There’s been a lot of talk lately in the media about Mormonism and racism, and it’s not entirely unjustified: in each of our standard works, we still have evidence of times when righteous people felt superior to others on the basis of differences in language or skin color. And among some Latter-day Saints today, similar attitudes persist.

But here’s the thing: my grandma knows Spanish largely because of callings issued by Brigham Young a hundred and fifty years or so ago. She married a Punjabi guy over the objections of Arizona state law but with her father’s firm support because her dad knew my grandpa was a faithful member of the church, and her dad’s confidence in their shared faith was stronger than any possible doubts about race or culture. My Gill grandparents and their descendants speak a total of eighteen languages to date, and have talked about the same unifying gospel in each of those tongues. Two of my half-Punjabi uncles are LDS bishops in England now. Yes: through the LDS church, the sons of a man born under British colonial rule are spiritual leaders in Britain.

And it’s not just my family. Mormonism has been a great source of strength for people of many backgrounds, and has helped bridge or call into question ethnic and racial divides at least as often (and probably much more often) over the past hundred and eighty years than it has reinforced them.

So what’s a writer to do? How do we write productively about race in a Mormon context?

I enjoyed how Richard Dutcher dealt with racial issues in his missionary movies: acknowledging the existence of racial tensions and concerns, but also giving us non-white characters who have a clear sense of belonging in and benefit from their membership in the church. I also enjoyed Paul Rawlins’ “The Garden” (available in Dispensation: Latter-day Fictions), which offers us a white missionary both excited and terrified by people in the townships of South Africa, and a religious (not Mormon) black South African man who makes choices situated in his own difficult family experiences and powerful Christian faith. And I enjoy Scott Hales’ very short story “Album” which acknowledges cultural tension within the church but doesn’t inflate that tension into a disproportionately central conflict in the character’s life.

> WHAT THE TASK ASKS: Write the next part of the piece on writing about race in a Mormon context, starting after its final sentence. The listing below comes from a separate source.

> DATA SEGMENT:
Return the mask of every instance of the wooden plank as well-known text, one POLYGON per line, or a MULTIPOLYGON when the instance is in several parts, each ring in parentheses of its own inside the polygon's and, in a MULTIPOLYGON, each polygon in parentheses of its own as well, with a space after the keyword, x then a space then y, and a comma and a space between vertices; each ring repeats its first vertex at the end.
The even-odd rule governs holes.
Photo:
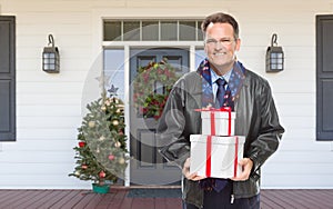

> FINAL RESULT:
Not all well-intentioned recent Mormon Lit is successful, though. I was really bothered by Todd Robert Peterson’s “Quietly” (also available in Dispensation), for example, because I felt like the early parts of the story were a vehicle for the white American author’s concerns about race rather than probable motivating concerns of an actual elder from Zimbabwe. It also reduced its central character to those concerns: we see him resenting white church leaders, feeling disconnected from “white prayers,” and wryly noting that General Conference spends more time on the suffering of the pioneers than discussing Hutu-Tutsi violence in Rwanda, but we don’t ever see why he joined the church or what strength he is currently finding in it (and we don’t find out anything, really, about the secondary African female LDS character as a person, though we do get a bizarre, exoticized, Western-myth-reference description of her as an object of desire). I can see how an author like Peterson would feel like he was making an important contribution by not being afraid to engage with racial issues…but he doesn’t end up offering us a productive way to talk about culture and race.

Arianne Cope’s “White Shell,” yet another story in Dispensation, is better in that it gives detailed descriptions of how its protagonist’s Navajo assumptions create misunderstandings and tensions with her white American host family as she participates in the church placement program. But the story stacks the deck rhetorically by making the protagonist atypically young (age seven rather than a high school student) for the actual, historical placement program and by focusing on racially problematic scriptures and cultural beliefs without sharing much about the larger frame of the gospel. So while the detailed discussion of conflicting cultural assumptions makes “White Shell” a far more productive talking point than “Quietly,” the tone of racial indictment still ends up reducing a Native American experience of Mormonism to one dominated by racism rather than a more complex, holistic and realistic experience.

I am bothered by each story I think, because in trying to raise awareness about racism in the church, each implicitly asserts that ours is an essentially white faith, and that ethnicity and Mormon identity are in inevitable competition with each other.

That is not the case, and I think it’s very harmful to believe it is the case.

The church doesn’t keep statistics on race (and in a worldwide church, it’s unclear in any case whose version of race you’d use to measure), but if you add up membership by country, it seems likely that “non-white” members outnumber “white” members today. With so many people from so many cultural backgrounds making lives in the church, I think we need more works that show how people successfully make multicultural lives in the church and fewer writers who focus on making a case for white guilt.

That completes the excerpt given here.